From it many of the quotations in the New Testament are derived. That is why New Testament quotations of Old Testament verses are sometimes in different words — because they come from the Greek translation. The Septuagint is still in existence today, and is widely used in various parts of the world. It is still a very important document.


A little later on, about 203 B.C., a king named Antiochus the Great came into power in Syria, to the north of Palestine. He captured Jerusalem from the Egyptians and began the reign of Syrian power over Palestine.


 He had two sons, one of whom succeeded him and reigned only a few years. When he died, his brother took the throne. This man, named Antiochus Epiphanes, became one of the most vicious and violent persecutors of the Jews ever known. In fact, he is often called the Antichrist of the Old Testament, since he fulfills some of the predictions of Daniel concerning the coming of one who would be “a contemptible person” and “a vile king.” His name (which he modestly bestowed upon himself) means “Antiochus the Illustrious.” Nevertheless, some of his own courtiers evidently agreed more with the prophecies of Daniel, and they changed two letters in his title. from Epiphanes to Epipames, which means “the mad man.”

His first act was to depose the high priest in Jerusalem. thus ending the long line of succession, beginning with Aaron and his sons through the many centuries of Jewish life. Onias the Third was the last of the hereditary line of priests.

 Antiochus Epiphanes sold the priesthood to Jason, who was not of the priestly line. Jason, in turn, was tricked by his younger brother Menelaus, who purchased the priesthood and then sold the golden vessels of the temple in order to make up the tribute money.

DATASET CONTENT:

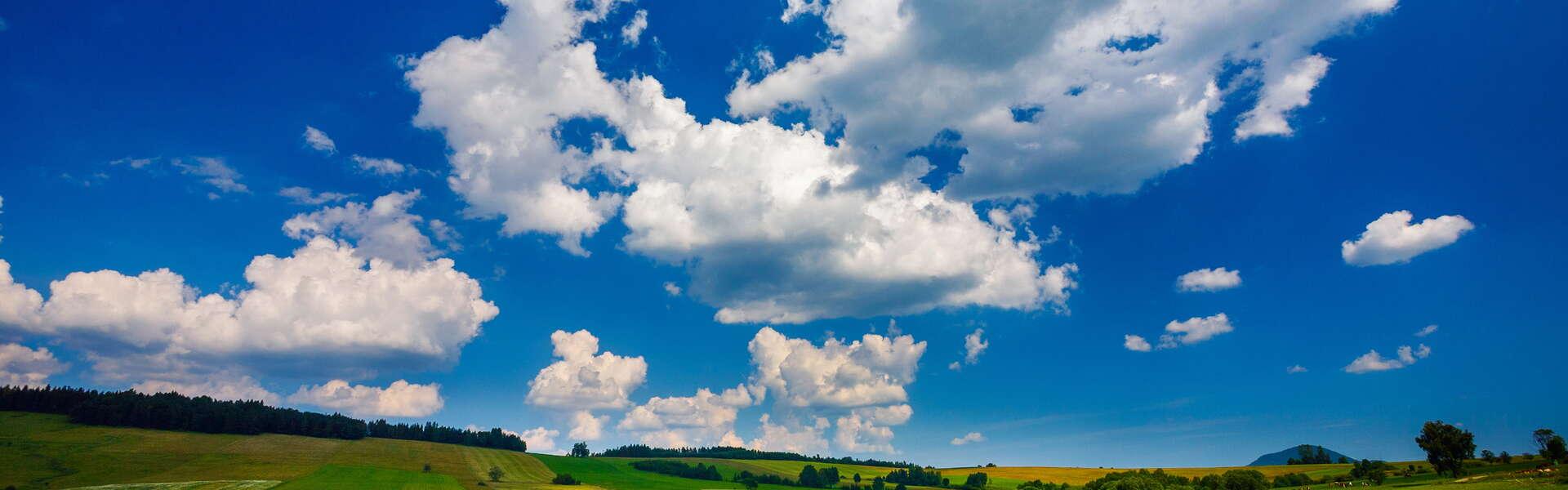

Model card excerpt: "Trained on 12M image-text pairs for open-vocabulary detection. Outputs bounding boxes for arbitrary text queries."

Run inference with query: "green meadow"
[0,412,1568,490]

PROMPT: Extend the account of Syrian rule over Jerusalem under Antiochus Epiphanes, beginning right after its final sentence.

THE ANSWER:
Epiphanes overthrew the God-authorized line of priests. Then, and under his reign, the city of Jerusalem and all the religious rites of the Jews began to deteriorate as they came fully under the power of the Syrian king.

In 171 B.C. Antiochus invaded Egypt and once again Palestine was caught in the nutcracker of rivalry.

Palestine is the most fought-over country in the world, and Jerusalem is the most captured city in all history. It has been pillaged, ravished, burned and destroyed more than 27 times in its history.

While Antiochus was in Egypt, it was reported that he had been killed in battle, and Jerusalem rejoiced. The people organized a revolt and overthrew Menelaus, the pseudo-priest. When report reached Antiochus (who was very much alive in Egypt) that Jerusalem was delighted at the report of his death, he organized his armies and swept like a fury back across the land, falling upon Jerusalem with terrible vengeance.

He overturned the city, regained his power, and guided by the treacherous Menelaus, intruded into the very Holy of Holies in the temple itself. Some 40,000 people were slain in three days of fighting during this terrible time. When he forced his way into the Holy of Holies, he destroyed the scrolls of the law and, to the absolute horror of the Jews, took a sow and offered it upon the sacred altar. Then with a broth made from the flesh of this unclean animal, he sprinkled everything in the temple, thus completely defiling and violating the sanctuary. It is impossible for us to grasp how horrifying this was to the Jews. They were simply appalled that anything like this could ever happen to their sacred temple.

It was that act of defiling the temple which is referred to by the Lord Jesus as the “desolating sacrilege” which Daniel had predicted (Matt. 24:15), and which also became a sign of the coming desolation of the temple when Antichrist himself will enter the temple, call himself God, and thus defile the temple in that time. As we know from the New Testament, that still lies in the future.

Daniel the prophet had said the sanctuary would be polluted for 2300 days. (Dan. 8:14)

 In exact accordance with that prophecy, it was exactly 2300 days — six and a half years — before the temple was cleansed. It was cleansed under the leadership of a man now famous in Jewish history, Judas Maccabaeus.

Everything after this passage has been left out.